§ Goal of the exercise
Produce a verbatim copy of the entries listed below.

§ Given records
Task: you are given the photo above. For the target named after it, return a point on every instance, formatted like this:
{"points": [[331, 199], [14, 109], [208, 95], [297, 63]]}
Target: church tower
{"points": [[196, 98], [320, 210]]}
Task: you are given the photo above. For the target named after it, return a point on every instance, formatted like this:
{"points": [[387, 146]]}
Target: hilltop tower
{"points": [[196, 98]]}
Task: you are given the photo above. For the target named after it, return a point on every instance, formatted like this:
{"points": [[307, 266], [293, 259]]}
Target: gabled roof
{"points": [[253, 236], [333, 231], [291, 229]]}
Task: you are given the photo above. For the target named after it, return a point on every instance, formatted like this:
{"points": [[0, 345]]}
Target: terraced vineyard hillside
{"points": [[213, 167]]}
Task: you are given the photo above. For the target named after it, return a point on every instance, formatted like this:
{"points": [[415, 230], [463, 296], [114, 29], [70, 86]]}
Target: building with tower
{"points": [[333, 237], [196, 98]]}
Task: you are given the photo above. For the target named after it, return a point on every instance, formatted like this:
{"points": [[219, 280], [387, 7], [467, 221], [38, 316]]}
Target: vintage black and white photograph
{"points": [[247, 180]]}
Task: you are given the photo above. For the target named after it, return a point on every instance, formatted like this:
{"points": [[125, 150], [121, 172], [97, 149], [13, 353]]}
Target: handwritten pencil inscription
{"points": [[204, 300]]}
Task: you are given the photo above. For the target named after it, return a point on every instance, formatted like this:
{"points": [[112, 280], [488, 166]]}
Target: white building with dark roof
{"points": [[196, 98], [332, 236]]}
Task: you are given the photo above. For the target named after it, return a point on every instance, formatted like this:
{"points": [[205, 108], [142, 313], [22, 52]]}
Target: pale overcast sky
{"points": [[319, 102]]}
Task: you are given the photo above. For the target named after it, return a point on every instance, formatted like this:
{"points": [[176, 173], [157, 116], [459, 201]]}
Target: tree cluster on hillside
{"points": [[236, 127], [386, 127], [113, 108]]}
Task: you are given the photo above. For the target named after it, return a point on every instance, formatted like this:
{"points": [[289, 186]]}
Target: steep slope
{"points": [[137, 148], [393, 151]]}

§ Exercise solution
Task: you are given the photo above. For the target named after it, return a point on every instance, formatted like this:
{"points": [[331, 199], [14, 109], [208, 95], [297, 63]]}
Target: church tower
{"points": [[196, 98], [320, 210]]}
Task: you are given the photo above. For the target named after it, return a point on every instance, formatted like this:
{"points": [[387, 146]]}
Target: hilltop tower
{"points": [[196, 98]]}
Task: you are given the photo above. For the target named after it, return a point on every instance, formatted like this:
{"points": [[307, 266], [293, 259]]}
Target: gabled roof
{"points": [[253, 236], [333, 231], [291, 229]]}
Task: you are given the photo above. For the target named after it, return a point on every instance, formatted like this:
{"points": [[0, 345]]}
Target: terraced vineyard hillside
{"points": [[213, 167]]}
Task: you are given the photo above. For the target named after it, return a point on every instance, formatted like this:
{"points": [[415, 230], [463, 296], [114, 29], [70, 86]]}
Target: building with tower
{"points": [[333, 237], [196, 98]]}
Task: you are given the photo above. For the target named after it, return a point on every instance, formatted like this:
{"points": [[219, 280], [387, 7], [467, 221], [38, 316]]}
Target: vintage black and white photograph
{"points": [[247, 180]]}
Task: you are given the photo above. For the target named after it, return a point on every instance, formatted like this:
{"points": [[125, 150], [121, 172], [97, 149], [13, 353]]}
Target: handwritten pencil inscription
{"points": [[204, 300]]}
Task: you are given the photo above. For the target named after it, return a point on every instance, formatted like this:
{"points": [[112, 280], [488, 166]]}
Target: white building with dark roof
{"points": [[196, 98], [332, 236]]}
Task: you are given the photo above. For the target named after it, return a point on every instance, formatted like this:
{"points": [[205, 108], [142, 313], [22, 52]]}
Target: pale overcast sky
{"points": [[319, 102]]}
Task: you are given the photo above. For the target named after it, return a point on every instance, formatted like this:
{"points": [[176, 173], [157, 116], [459, 201]]}
Target: tree cluster on hillside
{"points": [[236, 127], [386, 127], [113, 108]]}
Task: you are given the photo above. For the target named after it, return a point on every instance, formatted like this:
{"points": [[289, 186]]}
Target: steep slope
{"points": [[137, 148], [393, 151]]}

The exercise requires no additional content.